• Short problem:
Can you transcribe every record below exactly as it appears?

• Excerpts of location labeling data:
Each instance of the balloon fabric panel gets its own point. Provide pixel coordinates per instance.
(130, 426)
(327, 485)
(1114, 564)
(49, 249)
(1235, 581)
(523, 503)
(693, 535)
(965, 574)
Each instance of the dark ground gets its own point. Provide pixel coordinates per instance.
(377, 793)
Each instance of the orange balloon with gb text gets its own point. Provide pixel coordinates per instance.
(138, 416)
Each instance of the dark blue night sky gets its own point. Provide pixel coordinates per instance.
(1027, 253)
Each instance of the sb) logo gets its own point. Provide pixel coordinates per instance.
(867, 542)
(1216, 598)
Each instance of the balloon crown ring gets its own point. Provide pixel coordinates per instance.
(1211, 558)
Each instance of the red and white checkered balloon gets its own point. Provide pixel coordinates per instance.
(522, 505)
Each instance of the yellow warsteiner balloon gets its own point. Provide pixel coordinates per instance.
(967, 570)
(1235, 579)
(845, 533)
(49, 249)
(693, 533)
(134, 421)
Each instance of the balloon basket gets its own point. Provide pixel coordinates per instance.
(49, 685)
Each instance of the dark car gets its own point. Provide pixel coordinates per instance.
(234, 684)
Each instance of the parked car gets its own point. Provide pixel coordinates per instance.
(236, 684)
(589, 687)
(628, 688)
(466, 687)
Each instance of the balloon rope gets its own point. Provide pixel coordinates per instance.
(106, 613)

• Solved exercise:
Each instance of the balloon fabric panel gets its own point. Provide pixel coordinates per instance.
(130, 426)
(327, 485)
(1114, 564)
(49, 249)
(1235, 581)
(523, 503)
(693, 535)
(965, 574)
Each instance of the dark ground gets its own point. Provide pixel coordinates per instance.
(377, 793)
Each instance of the orange balloon with gb text gets its own point. Provide pixel coordinates per instance.
(138, 416)
Each instance of the dark blue night sky gets its own point. Provide pixel coordinates per instance.
(1027, 253)
Each instance of the sb) logo gets its own point. Provide pixel coordinates per instance.
(867, 542)
(1216, 598)
Each instance of the balloon crown ring gets its own point. Provide pixel coordinates per instance.
(1211, 558)
Each instance of the red and white checkered balloon gets its own point. Provide pixel coordinates per instance.
(522, 505)
Each instance of the yellow warsteiner balloon gets its own point. Provide pixel coordinates per instance.
(967, 570)
(1235, 579)
(845, 533)
(49, 249)
(693, 533)
(134, 421)
Each instance of the balloon basket gets its own point. Provide pixel coordinates per instance.
(49, 685)
Each instance of the dark car gets its own point. Provide pixel coordinates per instance.
(234, 684)
Each instance of the parked car gets its own point. Provide pixel coordinates per instance.
(236, 684)
(589, 687)
(628, 688)
(466, 687)
Each instance of the balloon rope gets its own point. Provide pixel coordinates per instance.
(106, 613)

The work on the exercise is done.